SOURCE RECORDS
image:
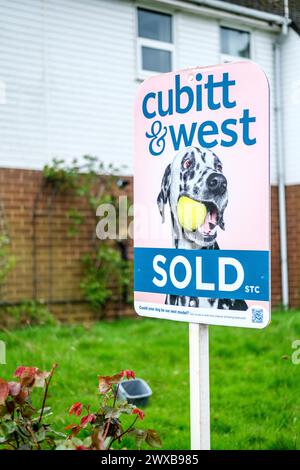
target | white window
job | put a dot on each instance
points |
(155, 47)
(235, 44)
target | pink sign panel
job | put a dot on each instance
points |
(201, 196)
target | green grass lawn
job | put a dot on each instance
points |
(255, 392)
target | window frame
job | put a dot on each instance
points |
(142, 74)
(234, 58)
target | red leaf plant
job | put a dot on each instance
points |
(22, 424)
(102, 429)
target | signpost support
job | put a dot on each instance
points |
(199, 386)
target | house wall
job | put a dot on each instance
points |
(70, 72)
(290, 72)
(58, 269)
(68, 77)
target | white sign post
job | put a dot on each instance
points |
(199, 387)
(202, 206)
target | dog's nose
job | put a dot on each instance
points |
(217, 183)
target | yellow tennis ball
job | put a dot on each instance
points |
(191, 214)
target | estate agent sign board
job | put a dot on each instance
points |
(201, 196)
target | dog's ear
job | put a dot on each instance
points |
(164, 193)
(222, 223)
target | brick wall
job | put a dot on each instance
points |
(293, 240)
(58, 281)
(55, 274)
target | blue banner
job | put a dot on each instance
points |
(232, 274)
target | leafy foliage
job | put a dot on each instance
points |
(102, 428)
(22, 425)
(27, 313)
(106, 274)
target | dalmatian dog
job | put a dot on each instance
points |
(197, 174)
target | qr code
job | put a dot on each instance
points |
(257, 315)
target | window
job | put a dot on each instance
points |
(154, 42)
(234, 43)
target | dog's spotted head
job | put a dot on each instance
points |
(197, 175)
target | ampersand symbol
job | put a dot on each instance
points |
(157, 136)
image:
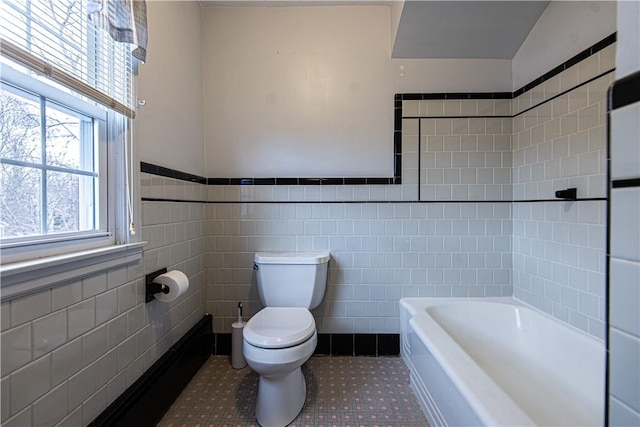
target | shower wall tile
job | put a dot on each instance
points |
(558, 260)
(562, 144)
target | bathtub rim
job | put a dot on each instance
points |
(482, 393)
(488, 400)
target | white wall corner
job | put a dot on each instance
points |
(396, 13)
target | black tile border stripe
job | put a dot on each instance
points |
(381, 202)
(622, 96)
(624, 92)
(607, 41)
(625, 183)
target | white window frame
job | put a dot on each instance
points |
(32, 264)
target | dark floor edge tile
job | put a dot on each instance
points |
(333, 344)
(148, 399)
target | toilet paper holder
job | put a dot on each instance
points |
(152, 288)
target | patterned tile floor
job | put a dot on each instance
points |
(341, 391)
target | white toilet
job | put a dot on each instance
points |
(282, 336)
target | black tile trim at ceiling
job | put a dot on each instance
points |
(397, 133)
(374, 345)
(623, 92)
(625, 183)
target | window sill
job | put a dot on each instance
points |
(26, 277)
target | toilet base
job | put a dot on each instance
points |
(280, 398)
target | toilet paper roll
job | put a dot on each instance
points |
(176, 281)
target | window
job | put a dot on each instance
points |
(65, 115)
(52, 161)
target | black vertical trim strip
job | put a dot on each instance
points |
(607, 266)
(419, 160)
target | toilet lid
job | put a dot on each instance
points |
(279, 327)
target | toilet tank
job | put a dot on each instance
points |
(291, 279)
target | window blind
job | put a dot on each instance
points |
(57, 39)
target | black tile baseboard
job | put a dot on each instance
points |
(334, 345)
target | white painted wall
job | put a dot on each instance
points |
(168, 129)
(396, 13)
(628, 54)
(308, 91)
(565, 29)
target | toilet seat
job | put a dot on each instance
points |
(279, 327)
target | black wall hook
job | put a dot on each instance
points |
(568, 194)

WHAT NEEDS TO BE DONE
Rewrite all the records above with "put a dot on each instance" swapped for "mark every instance with a point" and everything else left as it is, and omit the pictures from your answer.

RESULT FOR THIS EXERCISE
image:
target | white window
job | mark every instance with a point
points |
(155, 47)
(235, 44)
target | pink sign panel
job | mark every instance with a point
points |
(201, 196)
target | green grass lawn
job | mark every instance with a point
points |
(255, 392)
target | window frame
job | mark every instance with a point
points |
(142, 74)
(234, 58)
target | red leaf plant
job | mark every instance with a point
points |
(22, 424)
(102, 429)
target | signpost support
job | mark every instance with a point
points |
(199, 386)
target | house wall
job | mark every instance with a point
points |
(70, 72)
(290, 72)
(58, 269)
(68, 77)
target | white sign post
job | mark every instance with a point
points |
(199, 387)
(202, 206)
target | dog's nose
job | mark every instance with a point
points |
(217, 183)
target | yellow tennis ball
job | mark every instance with a point
points |
(191, 214)
target | estate agent sign board
job | mark every instance with a point
points |
(201, 196)
target | dog's ear
job | mark every instance with a point
points |
(164, 193)
(222, 223)
target | brick wall
job | mark every instance with a point
points |
(293, 240)
(58, 281)
(55, 274)
target | blue banner
job | mark every instance with a point
points |
(232, 274)
target | leafy foliage
job | mark every instance with a point
points |
(102, 428)
(22, 425)
(27, 313)
(106, 274)
target | dalmatian dog
job | mark every instance with a point
points |
(197, 174)
target | qr code
job | mark every instance with a point
points |
(257, 315)
target | window
job | mark every instance with a point
points |
(154, 42)
(234, 43)
target | dog's spotted head
job | mark every instance with a point
points |
(197, 175)
target | ampersand symbol
job | mark every instance with a point
points |
(157, 136)
image:
target | shower wall tile
job | mark every instance with a point
points |
(558, 260)
(562, 144)
target | bathtub rim
job | mark every instance with a point
points |
(482, 393)
(488, 400)
target | white wall corner
job | mark every instance with a point
points |
(396, 13)
target | black tile border stripe
job | mark every instance with a point
points |
(381, 202)
(622, 96)
(624, 92)
(607, 41)
(625, 183)
target | white window frame
job | mark every instance with a point
points |
(32, 264)
target | dark floor edge tile
job | mark every instance with a point
points |
(333, 344)
(148, 399)
target | toilet paper holder
job | mark every instance with a point
points |
(152, 288)
target | patterned tile floor
job | mark every instance with a point
points |
(341, 391)
target | white toilet
job | mark every instance with a point
points |
(282, 336)
target | black tile trim at ceiling
job | mark every instance with a point
points |
(397, 133)
(374, 345)
(623, 92)
(625, 183)
target | window sill
job | mark every instance with a point
points |
(26, 277)
target | toilet base
job | mark every instance with a point
points |
(280, 398)
target | toilet paper roll
job | mark every instance with a point
points |
(176, 281)
target | window
job | mark every instance with a point
points |
(65, 115)
(52, 161)
target | black vertical trim strip
job | mark every instance with a point
points |
(607, 266)
(419, 160)
target | toilet lid
job | mark every instance with a point
points |
(279, 327)
target | toilet tank
job | mark every instance with a point
points |
(291, 279)
target | window blind
job | mark every instance with a point
points |
(57, 39)
target | black tile baseboard
job | mark every instance with a point
points |
(334, 345)
target | white painted wall
job | mark every instance with a point
points |
(168, 129)
(396, 13)
(628, 54)
(308, 91)
(565, 29)
target | toilet seat
job | mark every instance with a point
points |
(279, 327)
target | black wall hook
job | mark every instance with a point
points |
(568, 194)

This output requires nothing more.